PROVIDED TEXT
####################
Even with the additional added cluster states, we do not get any insights into the behvaiour of the different algorithms. Interestingly, starting state and the immediate next state can be well separated but for all the other states we have one big cluster. Even when zooming into this cluster, we cannot get any meanigful information.

### ICA

In [None]:
# Detect Clusters in the dataset
clusterer = hdbscan.HDBSCAN(min_cluster_size=400)
cluster_labels = clusterer.fit_predict(ica_plotting_df[['X', 'Y']].values)
ica_plotting_df['cluster'] = cluster_labels
display(ica_plotting_df.head())
print()

# create a dictionary with the proportion of samples having one state belonging to a cluster
df['cluster'] = cluster_labels
df.head()
cluster_state_dict = {}

for cluster_id, cluster_data in df.groupby('cluster'):
    #if cluster_id != -1:
    cluster_state_dict[cluster_id] = {}
    unique_states = cluster_data['state'].unique()  # Extract unique states in this cluster
    print(f"Cluster {cluster_id} has the following unique states:")
    for state in unique_states:
        cluster_state_dict[cluster_id][state.item()] = len(cluster_data[cluster_data['state']==state])/ len(cluster_data['state'])
        print(f"  - {state}")
    print(f"samples in cluster: {len(cluster_data)}")
    print()  # Blank line for readability

In [None]:
# storing gridworld plots for each cluster
# Group by cluster and calculate the center point for each cluster
cluster_centers = ica_plotting_df.groupby('cluster')[['X', 'Y']].mean()

for cluster_id in ica_plotting_df['cluster'].unique():
    if cluster_id != -1:
        #representative_state = ica_plotting_df[ica_plotting_df['cluster'] == cluster_id]['line'].mode().iloc[0]  # Get a representative state
        filename = f'gridworld/gridworld_cluster_{cluster_id}.png'
        visualize_grid_world(cluster_id, cluster_state_dict, filename)


In [None]:
# Define colors for each unique algorithm
colors = ['#1f77b4', '#ff7f0e', '#2ca02c', '#d62728']
colors_cp = ['#1A2421', '#1A2421']

# Create a plot for ICA trajectories
fig, ax = plt.subplots(figsize=(20, 20))

# Get unique algorithms
algorithms = ica_plotting_df['algorithm'].unique()

# Loop through each unique algorithm
for i, algo in enumerate(algorithms):
    algo_data = ica_plotting_df[ica_plotting_df['algorithm'] == algo]
    lines = algo_data['line'].unique()

    for line in lines:
        line_data = algo_data[algo_data['line'] == line]
        plot_df_splines(ax=ax, df=line_data, color=colors[i], alpha=0.1, smoothing=0, n_points=9999)
####################
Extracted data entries
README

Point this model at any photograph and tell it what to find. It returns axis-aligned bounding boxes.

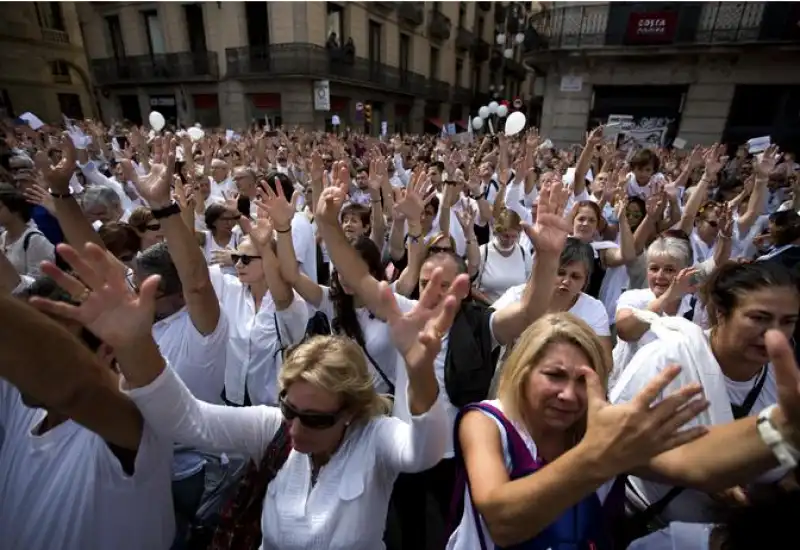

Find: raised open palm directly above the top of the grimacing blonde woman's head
[522,182,572,256]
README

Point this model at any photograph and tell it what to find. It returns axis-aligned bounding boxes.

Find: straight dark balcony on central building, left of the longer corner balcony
[91,52,219,86]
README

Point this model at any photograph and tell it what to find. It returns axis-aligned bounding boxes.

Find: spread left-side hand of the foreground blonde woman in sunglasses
[30,244,159,348]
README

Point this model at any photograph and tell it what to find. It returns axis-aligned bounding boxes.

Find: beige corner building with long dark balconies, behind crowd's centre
[78,2,528,134]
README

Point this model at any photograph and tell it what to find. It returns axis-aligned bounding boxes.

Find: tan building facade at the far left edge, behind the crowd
[0,2,96,123]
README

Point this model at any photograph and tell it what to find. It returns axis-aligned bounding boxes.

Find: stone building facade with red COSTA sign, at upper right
[525,2,800,151]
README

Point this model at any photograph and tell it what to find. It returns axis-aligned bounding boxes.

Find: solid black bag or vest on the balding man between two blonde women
[444,301,496,407]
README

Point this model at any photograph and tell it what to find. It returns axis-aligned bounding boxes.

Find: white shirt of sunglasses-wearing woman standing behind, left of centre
[208,266,309,405]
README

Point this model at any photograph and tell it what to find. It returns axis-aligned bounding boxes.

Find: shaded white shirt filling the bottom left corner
[0,379,175,550]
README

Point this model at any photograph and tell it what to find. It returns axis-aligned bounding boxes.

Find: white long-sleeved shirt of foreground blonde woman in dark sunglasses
[130,369,447,550]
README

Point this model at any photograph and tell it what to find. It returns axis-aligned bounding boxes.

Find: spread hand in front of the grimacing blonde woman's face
[580,365,708,478]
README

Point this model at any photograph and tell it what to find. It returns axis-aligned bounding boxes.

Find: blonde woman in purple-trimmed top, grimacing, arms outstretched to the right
[447,313,800,550]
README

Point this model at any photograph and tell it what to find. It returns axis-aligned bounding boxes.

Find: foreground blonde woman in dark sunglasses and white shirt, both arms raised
[31,239,469,550]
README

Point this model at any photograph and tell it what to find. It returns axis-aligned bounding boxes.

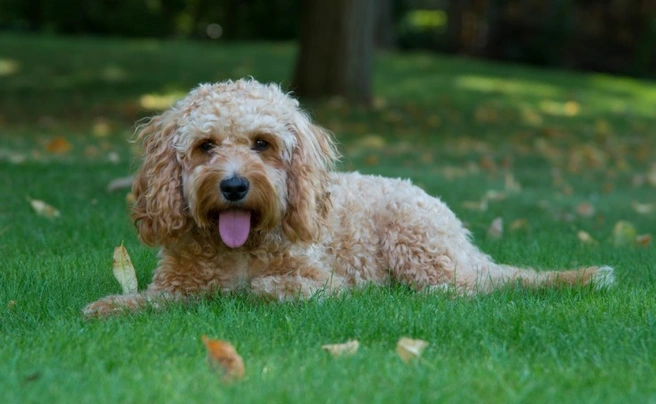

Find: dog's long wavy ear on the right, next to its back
[282,111,339,242]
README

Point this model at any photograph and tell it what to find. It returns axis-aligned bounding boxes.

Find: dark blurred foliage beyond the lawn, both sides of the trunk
[0,0,656,77]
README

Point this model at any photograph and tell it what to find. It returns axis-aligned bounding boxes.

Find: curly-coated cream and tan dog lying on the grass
[84,80,614,316]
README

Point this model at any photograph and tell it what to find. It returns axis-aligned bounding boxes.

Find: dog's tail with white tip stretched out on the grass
[468,264,615,292]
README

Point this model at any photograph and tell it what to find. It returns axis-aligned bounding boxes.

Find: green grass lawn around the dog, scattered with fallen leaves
[0,35,656,403]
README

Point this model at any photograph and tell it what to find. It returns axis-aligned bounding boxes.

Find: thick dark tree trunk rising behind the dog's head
[292,0,376,104]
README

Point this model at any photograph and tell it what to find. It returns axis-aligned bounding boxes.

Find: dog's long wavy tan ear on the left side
[132,112,190,246]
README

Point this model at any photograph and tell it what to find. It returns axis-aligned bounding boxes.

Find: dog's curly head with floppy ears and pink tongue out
[132,80,338,248]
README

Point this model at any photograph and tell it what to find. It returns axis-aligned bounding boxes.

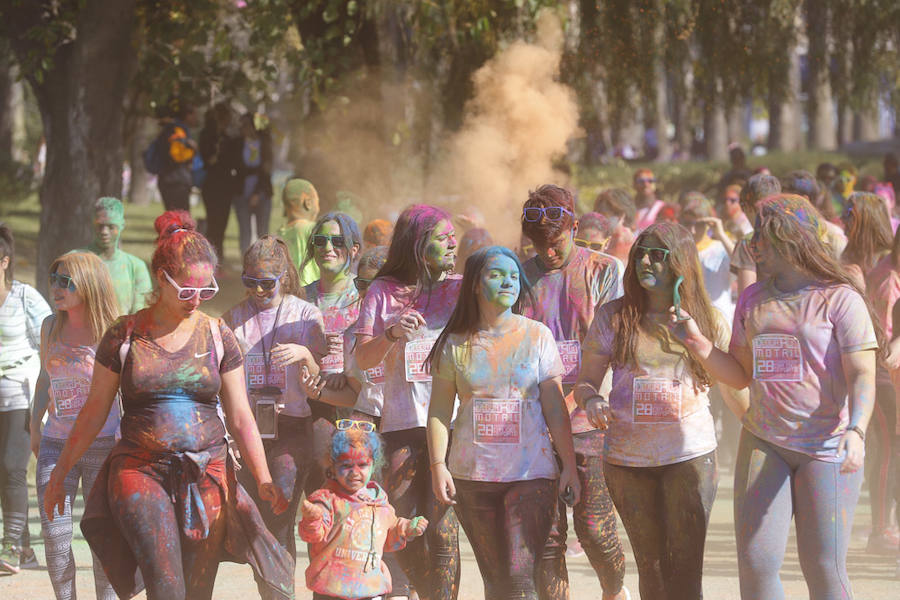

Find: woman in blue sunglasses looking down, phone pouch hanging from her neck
[222,235,327,580]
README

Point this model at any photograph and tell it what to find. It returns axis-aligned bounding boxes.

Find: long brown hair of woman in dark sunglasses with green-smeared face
[612,222,722,388]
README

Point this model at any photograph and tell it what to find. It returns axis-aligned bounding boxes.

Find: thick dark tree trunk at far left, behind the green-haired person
[7,0,136,292]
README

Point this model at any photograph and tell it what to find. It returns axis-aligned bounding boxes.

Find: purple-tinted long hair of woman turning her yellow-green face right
[375,204,450,302]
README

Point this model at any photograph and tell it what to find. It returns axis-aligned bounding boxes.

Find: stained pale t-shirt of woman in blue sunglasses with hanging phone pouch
[222,295,328,417]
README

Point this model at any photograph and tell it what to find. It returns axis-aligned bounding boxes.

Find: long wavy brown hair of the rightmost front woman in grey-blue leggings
[754,194,885,357]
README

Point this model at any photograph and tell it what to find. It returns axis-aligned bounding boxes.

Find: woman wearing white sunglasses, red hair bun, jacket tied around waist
[44,211,293,600]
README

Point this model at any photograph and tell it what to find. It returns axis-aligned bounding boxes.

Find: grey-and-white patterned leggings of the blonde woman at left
[36,437,116,600]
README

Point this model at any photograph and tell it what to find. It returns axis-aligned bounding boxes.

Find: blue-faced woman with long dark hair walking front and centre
[428,246,581,600]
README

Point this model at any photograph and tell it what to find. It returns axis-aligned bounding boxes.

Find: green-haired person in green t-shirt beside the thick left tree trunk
[85,197,153,315]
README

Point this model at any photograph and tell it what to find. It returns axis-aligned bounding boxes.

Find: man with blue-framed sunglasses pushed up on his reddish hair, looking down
[522,185,627,600]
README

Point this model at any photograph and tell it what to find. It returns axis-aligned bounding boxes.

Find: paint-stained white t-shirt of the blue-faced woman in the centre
[434,315,563,482]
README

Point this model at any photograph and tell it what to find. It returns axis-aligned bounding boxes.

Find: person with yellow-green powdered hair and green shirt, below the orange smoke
[278,178,319,286]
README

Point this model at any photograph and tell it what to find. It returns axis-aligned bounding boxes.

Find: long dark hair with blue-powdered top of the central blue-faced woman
[426,246,534,369]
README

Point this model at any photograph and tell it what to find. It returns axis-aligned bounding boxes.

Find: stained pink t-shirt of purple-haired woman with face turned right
[356,274,462,432]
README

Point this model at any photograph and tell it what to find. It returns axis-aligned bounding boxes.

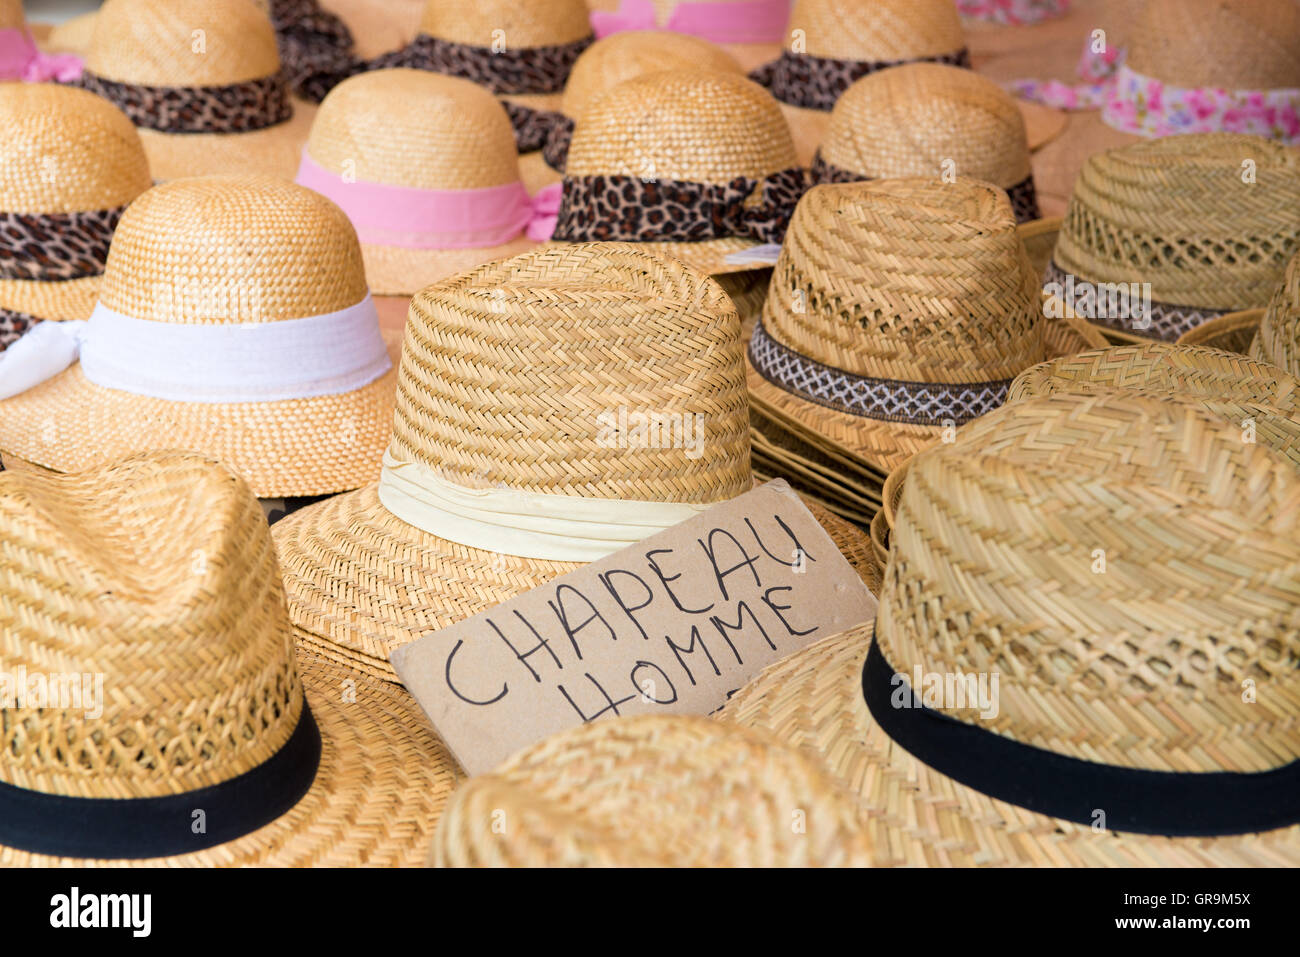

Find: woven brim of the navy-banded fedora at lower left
[0,648,463,867]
####################
TO DO
1. According to the ICA notebook excerpt, which states can be well separated?
2. Duplicate the passage of the ICA notebook excerpt that opens with the words containing "Even with the" and closes with "display(ica_plotting_df.head())".
These data entries were drawn from a separate source.

OUTPUTS IN ORDER
1. The starting state and the immediate next state.

2.
Even with the additional added cluster states, we do not get any insights into the behvaiour of the different algorithms. Interestingly, starting state and the immediate next state can be well separated but for all the other states we have one big cluster. Even when zooming into this cluster, we cannot get any meanigful information.

### ICA

In [None]:
# Detect Clusters in the dataset
clusterer = hdbscan.HDBSCAN(min_cluster_size=400)
cluster_labels = clusterer.fit_predict(ica_plotting_df[['X', 'Y']].values)
ica_plotting_df['cluster'] = cluster_labels
display(ica_plotting_df.head())